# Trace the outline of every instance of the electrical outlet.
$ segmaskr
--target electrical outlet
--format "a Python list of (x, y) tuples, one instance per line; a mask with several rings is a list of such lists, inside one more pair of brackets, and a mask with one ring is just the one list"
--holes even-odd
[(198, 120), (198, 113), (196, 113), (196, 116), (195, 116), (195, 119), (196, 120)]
+--
**Aufgabenstellung**: Benenne in der Auflistung „electrical outlet“ in „wall socket“ um und gib alle Zeilen sonst unverändert wieder.

**Antwort**:
# Trace the outline of every instance of the wall socket.
$ segmaskr
--target wall socket
--format "a Python list of (x, y) tuples, one instance per line; a mask with several rings is a list of such lists, inside one more pair of brackets, and a mask with one ring is just the one list"
--holes even-odd
[(198, 120), (198, 113), (196, 113), (196, 116), (195, 116), (195, 119), (196, 120)]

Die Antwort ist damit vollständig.